### WORK TO COMPLETE
Scan the entries below for the word "sunglasses" and copy every line in which it occurs.

DATA TO USE section start

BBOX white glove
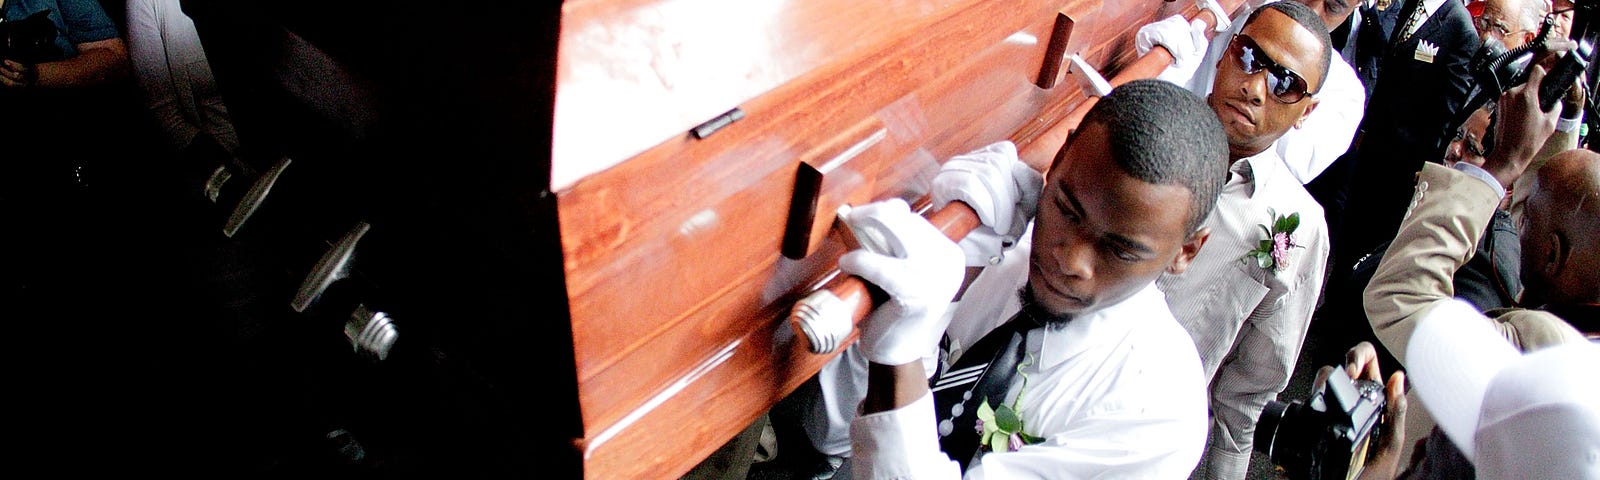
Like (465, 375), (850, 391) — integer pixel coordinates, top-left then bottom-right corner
(1136, 14), (1210, 80)
(930, 141), (1042, 266)
(837, 199), (964, 366)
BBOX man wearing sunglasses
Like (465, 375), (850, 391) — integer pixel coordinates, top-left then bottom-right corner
(1153, 3), (1335, 479)
(1138, 0), (1366, 185)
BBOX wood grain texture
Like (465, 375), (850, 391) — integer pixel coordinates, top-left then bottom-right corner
(554, 1), (1243, 478)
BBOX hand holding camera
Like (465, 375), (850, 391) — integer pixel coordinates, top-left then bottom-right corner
(1454, 8), (1596, 144)
(1342, 342), (1408, 480)
(1255, 341), (1407, 480)
(0, 10), (59, 88)
(0, 59), (38, 88)
(1484, 64), (1564, 188)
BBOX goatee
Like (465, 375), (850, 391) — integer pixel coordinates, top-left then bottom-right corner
(1018, 284), (1075, 327)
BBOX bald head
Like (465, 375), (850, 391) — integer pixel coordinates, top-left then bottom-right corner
(1520, 149), (1600, 307)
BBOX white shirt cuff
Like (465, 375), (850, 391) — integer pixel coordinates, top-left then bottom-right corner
(850, 392), (962, 480)
(1204, 444), (1252, 480)
(1557, 114), (1584, 133)
(1453, 162), (1506, 199)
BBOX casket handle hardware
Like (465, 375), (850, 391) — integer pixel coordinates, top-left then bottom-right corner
(346, 303), (398, 361)
(292, 220), (371, 313)
(223, 156), (293, 238)
(790, 201), (979, 354)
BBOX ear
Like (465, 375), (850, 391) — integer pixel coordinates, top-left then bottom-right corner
(1294, 97), (1321, 129)
(1545, 231), (1571, 279)
(1168, 226), (1212, 275)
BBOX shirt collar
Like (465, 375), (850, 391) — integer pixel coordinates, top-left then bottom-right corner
(1034, 281), (1165, 370)
(1420, 0), (1448, 18)
(1228, 150), (1287, 198)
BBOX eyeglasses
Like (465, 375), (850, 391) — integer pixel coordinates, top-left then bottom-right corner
(1227, 34), (1315, 104)
(1473, 14), (1514, 38)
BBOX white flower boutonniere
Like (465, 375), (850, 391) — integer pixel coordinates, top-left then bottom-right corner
(1243, 209), (1303, 273)
(975, 353), (1043, 453)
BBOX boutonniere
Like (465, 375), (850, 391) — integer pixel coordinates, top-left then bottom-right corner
(1243, 209), (1303, 273)
(975, 354), (1043, 452)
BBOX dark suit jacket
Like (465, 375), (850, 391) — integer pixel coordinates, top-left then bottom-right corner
(1316, 0), (1480, 274)
(1344, 1), (1402, 100)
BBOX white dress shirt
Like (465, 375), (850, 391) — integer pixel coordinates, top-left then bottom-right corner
(128, 0), (239, 153)
(850, 234), (1210, 479)
(1176, 3), (1368, 184)
(1155, 151), (1331, 480)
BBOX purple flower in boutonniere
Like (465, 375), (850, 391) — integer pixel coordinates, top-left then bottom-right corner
(1272, 231), (1291, 266)
(1244, 209), (1302, 273)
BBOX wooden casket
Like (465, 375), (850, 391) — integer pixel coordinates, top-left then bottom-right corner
(179, 0), (1241, 477)
(554, 0), (1239, 478)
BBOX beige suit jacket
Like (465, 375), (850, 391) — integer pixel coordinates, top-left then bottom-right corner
(1365, 163), (1583, 364)
(1363, 162), (1585, 475)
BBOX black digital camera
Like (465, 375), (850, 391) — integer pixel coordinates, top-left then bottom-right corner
(1255, 367), (1386, 480)
(1449, 1), (1600, 140)
(0, 10), (60, 65)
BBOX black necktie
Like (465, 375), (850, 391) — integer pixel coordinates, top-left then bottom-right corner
(930, 293), (1048, 471)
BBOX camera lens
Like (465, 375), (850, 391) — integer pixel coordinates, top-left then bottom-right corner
(1255, 400), (1291, 457)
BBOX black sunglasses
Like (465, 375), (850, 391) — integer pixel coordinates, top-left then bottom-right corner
(1228, 34), (1315, 104)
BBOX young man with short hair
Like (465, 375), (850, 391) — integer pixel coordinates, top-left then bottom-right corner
(835, 79), (1230, 478)
(1153, 3), (1336, 478)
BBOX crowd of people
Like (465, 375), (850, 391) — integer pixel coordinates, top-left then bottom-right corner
(763, 0), (1600, 479)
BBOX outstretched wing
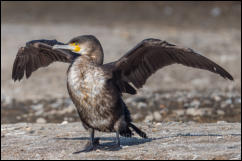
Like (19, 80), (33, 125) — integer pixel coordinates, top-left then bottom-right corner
(12, 39), (79, 81)
(110, 38), (233, 89)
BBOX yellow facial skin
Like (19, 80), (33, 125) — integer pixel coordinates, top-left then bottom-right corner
(70, 43), (81, 52)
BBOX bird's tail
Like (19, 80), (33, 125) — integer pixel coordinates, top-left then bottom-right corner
(129, 123), (147, 138)
(119, 127), (133, 138)
(119, 99), (147, 138)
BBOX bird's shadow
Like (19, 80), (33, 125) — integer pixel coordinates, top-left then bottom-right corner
(55, 136), (152, 147)
(54, 132), (239, 151)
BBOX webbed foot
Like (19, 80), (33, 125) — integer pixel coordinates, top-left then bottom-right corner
(73, 138), (100, 154)
(103, 143), (122, 151)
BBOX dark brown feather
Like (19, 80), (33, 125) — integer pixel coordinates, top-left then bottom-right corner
(12, 39), (79, 81)
(111, 38), (233, 88)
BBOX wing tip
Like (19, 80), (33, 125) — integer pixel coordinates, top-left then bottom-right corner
(226, 74), (234, 81)
(11, 74), (20, 82)
(219, 67), (234, 81)
(12, 74), (24, 82)
(219, 70), (234, 81)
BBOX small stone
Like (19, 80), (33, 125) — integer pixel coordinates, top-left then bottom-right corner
(174, 110), (185, 116)
(225, 99), (232, 105)
(61, 121), (68, 125)
(125, 97), (135, 104)
(137, 102), (147, 109)
(217, 121), (227, 124)
(221, 99), (233, 108)
(57, 106), (75, 115)
(144, 114), (153, 122)
(50, 99), (63, 108)
(152, 128), (158, 132)
(160, 108), (169, 115)
(221, 102), (227, 109)
(121, 145), (129, 149)
(39, 127), (45, 130)
(63, 98), (72, 106)
(25, 127), (35, 134)
(35, 110), (44, 116)
(190, 100), (200, 108)
(36, 118), (47, 124)
(153, 111), (162, 121)
(31, 104), (44, 111)
(216, 136), (223, 140)
(16, 116), (21, 120)
(177, 97), (186, 102)
(217, 110), (225, 115)
(155, 122), (162, 126)
(132, 113), (143, 121)
(186, 108), (212, 116)
(2, 94), (13, 105)
(213, 95), (221, 102)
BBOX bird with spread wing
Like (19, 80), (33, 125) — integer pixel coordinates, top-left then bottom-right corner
(12, 35), (233, 153)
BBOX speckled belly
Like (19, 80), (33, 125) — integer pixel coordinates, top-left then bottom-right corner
(67, 61), (118, 131)
(68, 65), (109, 105)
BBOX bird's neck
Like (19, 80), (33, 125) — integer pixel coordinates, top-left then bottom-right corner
(72, 55), (101, 69)
(89, 49), (104, 65)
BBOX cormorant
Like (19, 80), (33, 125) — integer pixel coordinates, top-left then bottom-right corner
(12, 35), (233, 153)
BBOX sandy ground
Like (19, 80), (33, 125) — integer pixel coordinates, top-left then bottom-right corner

DATA TO USE section end

### FINISHED TASK
BBOX man wearing sunglasses
BBOX black sunglasses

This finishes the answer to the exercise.